**ASSIGNMENT**. Copy out the full response on consultation-liaison psychiatry and ethics below, word for word.

**SUPPLIED TEXT**.
....

"Ethicogenesis": Response to the Articles "Consultation-Liaison Psychiatry and the Teaching of Ethics," by J. R. McCartney, and "Consultation-Liaison Psychiatry and Clinical Ethics," by J. R. Hayes

Harold Bursztajn, M.D.
Assistant Clinical Professor of Psychiatry, Harvard Medical School; Co-Director, Program in Psychiatry and the Law, Massachusetts Mental Health Center

General Hospital Psychiatry, 8, 422-424, 1986

Drs. Hayes and McCartney in their articles have performed a vital service in, respectively, clarifying the depth of the wish for clinical certainty in ethically conflictual decisions and the cost of attempting to attain it. Before commenting on their work, I want to state that the compassion and concern of each for the patient and doing what is ethical and clinical comes across loud and clear. Such compassion and concern deserve to be nourished by any academic department of psychiatry, especially one involved in training residents as consultants to other health care professionals.

....

(Saved entries)
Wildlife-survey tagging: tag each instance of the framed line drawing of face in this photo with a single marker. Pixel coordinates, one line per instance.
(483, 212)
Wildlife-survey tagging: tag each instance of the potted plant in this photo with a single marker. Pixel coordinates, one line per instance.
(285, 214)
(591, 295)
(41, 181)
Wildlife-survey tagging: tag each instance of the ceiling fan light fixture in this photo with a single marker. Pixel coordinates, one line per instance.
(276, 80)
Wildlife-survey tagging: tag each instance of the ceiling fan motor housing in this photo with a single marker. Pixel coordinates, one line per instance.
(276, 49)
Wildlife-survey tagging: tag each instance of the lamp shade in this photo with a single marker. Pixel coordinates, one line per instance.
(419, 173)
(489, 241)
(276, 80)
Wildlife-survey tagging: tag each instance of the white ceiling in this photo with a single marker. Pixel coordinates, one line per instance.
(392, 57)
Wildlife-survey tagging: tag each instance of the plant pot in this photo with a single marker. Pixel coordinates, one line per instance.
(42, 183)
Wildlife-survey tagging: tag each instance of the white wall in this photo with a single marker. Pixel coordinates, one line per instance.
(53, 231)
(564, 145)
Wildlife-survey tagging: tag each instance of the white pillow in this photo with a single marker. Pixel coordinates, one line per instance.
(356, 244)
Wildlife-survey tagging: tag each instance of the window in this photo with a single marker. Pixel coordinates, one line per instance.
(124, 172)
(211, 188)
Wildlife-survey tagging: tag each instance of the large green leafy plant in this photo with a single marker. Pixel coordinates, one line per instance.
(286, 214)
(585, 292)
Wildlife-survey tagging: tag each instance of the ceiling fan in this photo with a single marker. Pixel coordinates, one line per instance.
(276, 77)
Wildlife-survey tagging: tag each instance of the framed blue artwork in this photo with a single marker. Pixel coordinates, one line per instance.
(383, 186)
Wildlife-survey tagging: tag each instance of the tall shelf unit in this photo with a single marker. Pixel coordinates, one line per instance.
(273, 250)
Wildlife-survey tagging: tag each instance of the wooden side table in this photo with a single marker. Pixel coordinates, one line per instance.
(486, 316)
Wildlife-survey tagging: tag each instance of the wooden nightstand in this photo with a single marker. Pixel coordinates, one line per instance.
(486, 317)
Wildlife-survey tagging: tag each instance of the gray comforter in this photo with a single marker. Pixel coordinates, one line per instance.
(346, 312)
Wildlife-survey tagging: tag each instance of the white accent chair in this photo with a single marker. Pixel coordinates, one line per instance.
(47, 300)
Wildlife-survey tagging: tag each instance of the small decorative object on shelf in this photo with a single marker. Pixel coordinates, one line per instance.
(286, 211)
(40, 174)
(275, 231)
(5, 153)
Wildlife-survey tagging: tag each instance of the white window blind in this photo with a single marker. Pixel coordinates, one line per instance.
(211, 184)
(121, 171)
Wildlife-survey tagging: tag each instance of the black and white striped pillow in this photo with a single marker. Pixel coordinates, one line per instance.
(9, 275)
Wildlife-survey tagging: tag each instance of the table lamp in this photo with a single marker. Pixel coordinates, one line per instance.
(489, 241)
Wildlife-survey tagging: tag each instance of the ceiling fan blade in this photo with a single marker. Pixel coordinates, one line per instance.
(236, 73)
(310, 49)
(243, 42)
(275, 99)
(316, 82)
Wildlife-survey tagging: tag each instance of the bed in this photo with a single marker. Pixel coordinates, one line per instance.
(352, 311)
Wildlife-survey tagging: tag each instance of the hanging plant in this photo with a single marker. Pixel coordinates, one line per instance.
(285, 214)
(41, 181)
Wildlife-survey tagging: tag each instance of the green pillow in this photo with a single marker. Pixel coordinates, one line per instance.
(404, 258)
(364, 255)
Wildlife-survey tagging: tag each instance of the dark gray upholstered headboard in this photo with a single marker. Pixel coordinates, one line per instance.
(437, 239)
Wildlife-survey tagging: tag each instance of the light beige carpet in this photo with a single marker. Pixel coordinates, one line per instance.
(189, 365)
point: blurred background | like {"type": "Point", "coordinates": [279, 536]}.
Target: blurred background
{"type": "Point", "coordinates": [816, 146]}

....

**RESPONSE FOR THIS EXERCISE**.
"Ethicogenesis": Response to the Articles "Consultation-Liaison Psychiatry and the Teaching of Ethics," by J. R. McCartney, and "Consultation-Liaison Psychiatry and Clinical Ethics," by J. R. Hayes

Harold Bursztajn, M.D.
Assistant Clinical Professor of Psychiatry, Harvard Medical School; Co-Director, Program in Psychiatry and the Law, Massachusetts Mental Health Center

General Hospital Psychiatry, 8, 422-424, 1986

Drs. Hayes and McCartney in their articles have performed a vital service in, respectively, clarifying the depth of the wish for clinical certainty in ethically conflictual decisions and the cost of attempting to attain it. Before commenting on their work, I want to state that the compassion and concern of each for the patient and doing what is ethical and clinical comes across loud and clear. Such compassion and concern deserve to be nourished by any academic department of psychiatry, especially one involved in training residents as consultants to other health care professionals.